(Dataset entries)
▼
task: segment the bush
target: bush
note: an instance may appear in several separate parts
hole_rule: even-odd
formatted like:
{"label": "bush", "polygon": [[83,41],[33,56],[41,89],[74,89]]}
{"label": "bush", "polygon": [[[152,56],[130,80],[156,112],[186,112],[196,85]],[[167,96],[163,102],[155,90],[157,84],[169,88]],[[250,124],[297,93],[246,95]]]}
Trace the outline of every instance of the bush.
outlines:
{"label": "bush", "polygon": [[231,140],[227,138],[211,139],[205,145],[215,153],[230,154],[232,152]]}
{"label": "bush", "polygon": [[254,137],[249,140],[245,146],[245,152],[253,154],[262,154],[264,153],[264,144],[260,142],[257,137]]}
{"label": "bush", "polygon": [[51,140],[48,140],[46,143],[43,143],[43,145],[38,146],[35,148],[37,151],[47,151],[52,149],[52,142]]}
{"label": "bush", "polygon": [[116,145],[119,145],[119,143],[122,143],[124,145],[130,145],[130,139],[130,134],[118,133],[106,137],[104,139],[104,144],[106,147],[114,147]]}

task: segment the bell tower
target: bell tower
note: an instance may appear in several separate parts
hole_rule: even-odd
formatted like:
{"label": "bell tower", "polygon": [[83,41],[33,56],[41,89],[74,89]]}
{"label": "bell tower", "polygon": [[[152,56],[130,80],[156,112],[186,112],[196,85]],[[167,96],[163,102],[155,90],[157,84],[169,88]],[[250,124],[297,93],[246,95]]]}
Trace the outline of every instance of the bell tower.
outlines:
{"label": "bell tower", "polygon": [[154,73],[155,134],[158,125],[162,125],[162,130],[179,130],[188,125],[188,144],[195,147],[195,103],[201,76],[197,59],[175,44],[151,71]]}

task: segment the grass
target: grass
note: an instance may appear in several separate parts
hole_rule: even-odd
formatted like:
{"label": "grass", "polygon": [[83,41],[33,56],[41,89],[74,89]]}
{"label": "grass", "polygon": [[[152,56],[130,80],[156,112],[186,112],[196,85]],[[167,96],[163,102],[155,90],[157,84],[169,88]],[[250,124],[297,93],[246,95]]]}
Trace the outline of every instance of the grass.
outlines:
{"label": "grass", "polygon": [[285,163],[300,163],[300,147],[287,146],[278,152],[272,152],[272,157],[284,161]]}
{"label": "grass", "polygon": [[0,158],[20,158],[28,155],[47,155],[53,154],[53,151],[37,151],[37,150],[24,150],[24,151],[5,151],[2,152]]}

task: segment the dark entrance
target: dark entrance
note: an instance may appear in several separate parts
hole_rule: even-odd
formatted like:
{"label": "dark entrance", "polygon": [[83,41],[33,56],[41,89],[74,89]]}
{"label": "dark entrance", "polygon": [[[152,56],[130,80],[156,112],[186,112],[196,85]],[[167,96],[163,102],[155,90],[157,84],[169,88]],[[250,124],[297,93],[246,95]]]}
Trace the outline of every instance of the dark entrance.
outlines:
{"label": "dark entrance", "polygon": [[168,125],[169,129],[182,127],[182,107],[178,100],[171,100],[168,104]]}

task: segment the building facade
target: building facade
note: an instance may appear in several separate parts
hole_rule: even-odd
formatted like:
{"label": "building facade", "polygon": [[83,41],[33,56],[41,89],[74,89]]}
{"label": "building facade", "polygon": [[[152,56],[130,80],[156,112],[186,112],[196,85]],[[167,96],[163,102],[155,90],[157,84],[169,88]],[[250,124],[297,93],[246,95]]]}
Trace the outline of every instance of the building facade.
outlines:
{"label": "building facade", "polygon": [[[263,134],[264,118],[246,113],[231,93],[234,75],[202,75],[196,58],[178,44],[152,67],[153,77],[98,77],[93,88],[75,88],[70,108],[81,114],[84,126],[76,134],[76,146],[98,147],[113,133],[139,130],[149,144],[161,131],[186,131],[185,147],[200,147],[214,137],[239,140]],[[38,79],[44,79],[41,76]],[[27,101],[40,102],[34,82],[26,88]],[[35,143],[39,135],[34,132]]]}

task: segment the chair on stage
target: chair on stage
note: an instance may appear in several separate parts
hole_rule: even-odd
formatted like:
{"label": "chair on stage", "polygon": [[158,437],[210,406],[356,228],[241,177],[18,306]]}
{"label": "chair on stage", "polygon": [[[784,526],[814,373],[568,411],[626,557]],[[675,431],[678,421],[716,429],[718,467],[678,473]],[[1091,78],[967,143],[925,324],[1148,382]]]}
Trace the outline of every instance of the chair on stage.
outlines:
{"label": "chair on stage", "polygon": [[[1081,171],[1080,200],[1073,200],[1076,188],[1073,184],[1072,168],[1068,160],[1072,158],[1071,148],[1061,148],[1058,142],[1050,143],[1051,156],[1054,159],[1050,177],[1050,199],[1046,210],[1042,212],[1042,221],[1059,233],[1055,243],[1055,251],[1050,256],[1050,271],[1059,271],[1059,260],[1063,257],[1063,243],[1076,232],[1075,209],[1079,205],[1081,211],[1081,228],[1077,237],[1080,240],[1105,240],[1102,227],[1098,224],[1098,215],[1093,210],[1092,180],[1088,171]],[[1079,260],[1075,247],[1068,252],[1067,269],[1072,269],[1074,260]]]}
▲
• Your goal
Would you return the full set of entries, unchanged in every detail?

• Reply to the task
task: segment the bush
target: bush
note: an instance may appear in several separate parts
hole_rule: even-odd
formatted like:
{"label": "bush", "polygon": [[83,41],[33,56],[41,89],[74,89]]}
{"label": "bush", "polygon": [[[152,56],[130,80],[156,112],[186,112],[196,85]],[[167,96],[163,102],[155,90],[157,84],[169,88]],[[250,124],[297,93],[246,95]]]}
Trace the outline of every instance of the bush.
outlines:
{"label": "bush", "polygon": [[231,140],[227,138],[211,139],[205,145],[215,153],[230,154],[232,152]]}
{"label": "bush", "polygon": [[254,137],[249,140],[245,146],[245,152],[253,154],[262,154],[264,153],[264,144],[260,142],[257,137]]}
{"label": "bush", "polygon": [[51,140],[48,140],[46,143],[43,143],[43,145],[38,146],[35,148],[37,151],[47,151],[52,149],[52,142]]}
{"label": "bush", "polygon": [[116,145],[119,145],[119,143],[122,143],[124,145],[130,145],[130,139],[130,134],[118,133],[106,137],[104,139],[104,144],[106,147],[114,147]]}

task: segment the bell tower
target: bell tower
note: an instance may appear in several separate parts
hole_rule: even-odd
formatted like:
{"label": "bell tower", "polygon": [[83,41],[33,56],[41,89],[74,89]]}
{"label": "bell tower", "polygon": [[[152,56],[130,80],[156,112],[186,112],[196,85]],[[167,96],[163,102],[155,90],[157,84],[169,88]],[[250,124],[297,93],[246,95]]]}
Trace the outline of every instance of the bell tower.
outlines:
{"label": "bell tower", "polygon": [[154,73],[155,134],[158,125],[162,125],[162,130],[179,130],[188,125],[188,144],[195,147],[195,103],[201,76],[197,59],[175,44],[151,71]]}

task: segment the grass
target: grass
note: an instance may appear in several separate parts
hole_rule: even-odd
formatted like:
{"label": "grass", "polygon": [[83,41],[33,56],[41,89],[74,89]]}
{"label": "grass", "polygon": [[[152,56],[130,80],[156,112],[186,112],[196,85]],[[167,96],[163,102],[155,90],[157,84],[169,88]],[[250,124],[297,93],[246,95]]]}
Trace the outline of every instance of the grass.
outlines:
{"label": "grass", "polygon": [[285,163],[300,163],[300,147],[287,146],[278,152],[272,152],[272,157],[284,161]]}
{"label": "grass", "polygon": [[0,158],[20,158],[28,155],[47,155],[53,154],[53,151],[37,151],[37,150],[24,150],[24,151],[5,151],[2,152]]}

task: segment the dark entrance
target: dark entrance
note: an instance may appear in several separate parts
hole_rule: even-odd
formatted like:
{"label": "dark entrance", "polygon": [[83,41],[33,56],[41,89],[74,89]]}
{"label": "dark entrance", "polygon": [[[152,56],[130,80],[156,112],[186,112],[196,85]],[[167,96],[163,102],[155,90],[157,84],[169,88]],[[250,124],[297,93],[246,95]]]}
Trace the outline of every instance of the dark entrance.
outlines:
{"label": "dark entrance", "polygon": [[168,125],[169,129],[182,127],[182,107],[178,100],[171,100],[168,104]]}

task: segment the building facade
target: building facade
note: an instance may appear in several separate parts
hole_rule: even-odd
formatted like:
{"label": "building facade", "polygon": [[83,41],[33,56],[41,89],[74,89]]}
{"label": "building facade", "polygon": [[[152,56],[130,80],[156,112],[186,112],[196,85]],[[167,96],[163,102],[155,90],[157,84],[169,88]],[[250,124],[297,93],[246,95]]]}
Trace the outline of every instance of the building facade.
outlines:
{"label": "building facade", "polygon": [[[263,134],[264,118],[246,113],[231,93],[234,75],[202,75],[196,58],[178,44],[152,67],[153,77],[98,77],[93,88],[75,88],[70,108],[81,114],[84,126],[76,134],[76,146],[98,147],[113,133],[139,130],[149,144],[161,131],[186,131],[185,147],[200,147],[214,137],[239,140]],[[38,79],[44,79],[41,76]],[[27,101],[40,102],[34,82],[26,88]],[[35,143],[39,135],[34,132]]]}

task: segment the chair on stage
target: chair on stage
note: an instance may appear in several separate parts
hole_rule: even-odd
formatted like:
{"label": "chair on stage", "polygon": [[158,437],[210,406],[356,228],[241,177],[18,306]]}
{"label": "chair on stage", "polygon": [[[784,526],[814,373],[568,411],[626,557]],[[675,431],[678,421],[716,429],[718,467],[678,473]],[[1091,78],[967,143],[925,324],[1148,382]]]}
Trace the outline of every instance of the chair on stage.
outlines:
{"label": "chair on stage", "polygon": [[[1081,171],[1080,200],[1073,200],[1076,188],[1073,184],[1072,168],[1068,160],[1072,158],[1071,148],[1061,148],[1058,142],[1050,143],[1051,156],[1054,159],[1050,177],[1050,199],[1046,210],[1042,212],[1042,221],[1059,233],[1055,243],[1055,251],[1050,256],[1050,271],[1059,271],[1059,260],[1063,257],[1063,243],[1076,232],[1075,209],[1079,205],[1081,211],[1081,228],[1077,237],[1080,240],[1105,240],[1102,227],[1098,224],[1098,215],[1093,210],[1092,180],[1088,171]],[[1079,260],[1075,247],[1068,252],[1067,269],[1072,269],[1074,260]]]}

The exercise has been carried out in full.